* **EXTRACT**:
58 Franklin Hall 1937

Franklin Hall, 1937

Franklin Hall (1909-1994), a prominent Pentecostal evangelist, was best-known for his emphasis on prayer and fasting. Hall had roots in the Assemblies of God, and his later worldwide ministry made an impact on the broader Pentecostal and charismatic movements.

Hall’s nephew, Chaplain (MAJ) James F, Linzey, USA (Ret.), recently deposited at the Flower Pentecostal Heritage Center a large collection of books, tracts, periodicals, photographs, and audio/visual footage documenting Franklin Hall’s life and ministry. The Franklin Hall Collection, which provides valuable insight into segments of the Pentecostal movement that have not been sufficiently documented, will be a boon to researchers.

Franklin was born in 1909 in the mid-western town of Coffeyville, Kansas, the first of six children, to Carey F. Hall and Alice M. Hall. He was Methodist Episcopal from birth. At age 12, deeply distraught that his father passed away, and with many business responsibilities that he took on to help his mother and siblings, he sought a deeper experience with the Holy Spirit. He received permission from his mother to attend the newly-formed Pentecostal church in Coffeyville, founded by Francis L. Doyle. Franklin’s mother and siblings eventually joined him and also began attending the Pentecostal church.

Doyle was a widower, and he married Franklin’s mother, Alice. They became ministry partners. Under Doyle’s leadership, the congregation voted to join the Assemblies of God. Doyle ultimately transferred his ordination to the Pentecostal Church of God, which also ordained Alice.

Upon graduating from Coffeyville High School, Franklin attended Central Bible Institute (CBI) in Springfield, Missouri. After leaving CBI, he began conducting river baptismal services and “Hallelujah Parades” in Kansas, Oklahoma, and Missouri. He gained a following as an independent Pentecostal evangelist.

* **RECORDED INFORMATION**:
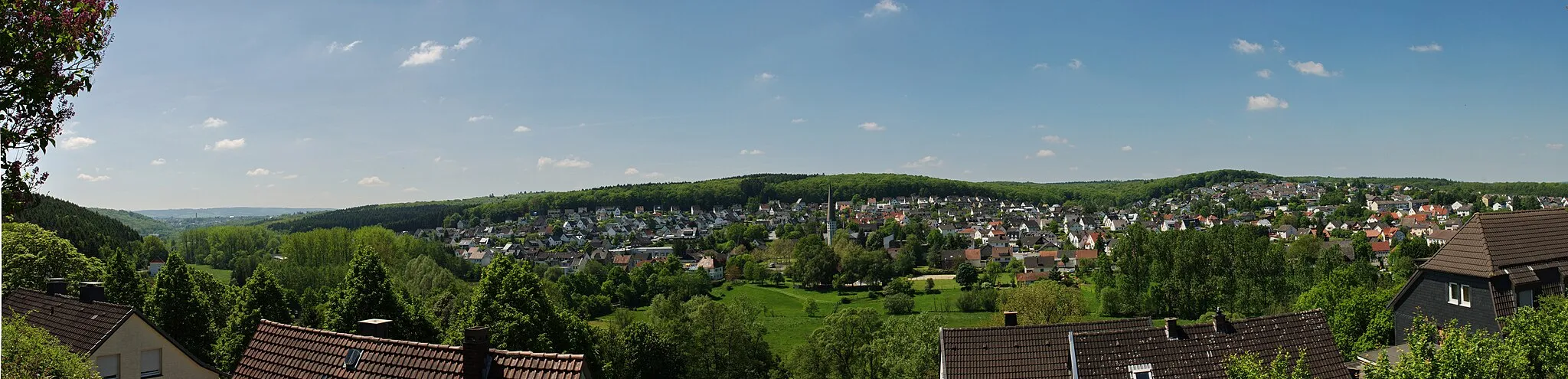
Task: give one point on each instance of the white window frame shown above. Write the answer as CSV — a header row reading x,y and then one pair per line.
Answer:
x,y
155,367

* **WHAT YOU HAVE TO DO**: Please go on with the Franklin Hall biography from the point where it stops. This material can be set aside.

* **RESULT BELOW**:
Franklin Hall collection

A few publications by Franklin Hall

In the 1940s, Franklin moved his ministerial headquarters to San Diego. In 1946, Franklin founded Miracle Temple, where he established the Fasting and Prayer Daily Revival Center with the help of Burroughs Waltrip (Kathryn Kuhlman’s husband), Stanley Comstock, Earl Ivy, Tommy Baird, Myrtle Page, and Franklin’s brothers, Harold, Virgil, and Delbert. Delbert and his wife Florence were co-pastors. Franklin’s sister, Burnena Van Horn, assisted with music, and his other sister, Verna Linzey, occasionally spoke. Under his leadership, assisted by Jack Walker, the teaching of fasting as a means of bringing about revival and the restoration of the Church spread throughout the Pentecostal world.

In 1946 Franklin and his wife, Helen, sold some assets and borrowed against their home to finance the printing of millions of pieces of literature to send to people all over the world. His best-known book, Atomic Power with God by Fasting and Prayer, was widely circulated in Pentecostal circles.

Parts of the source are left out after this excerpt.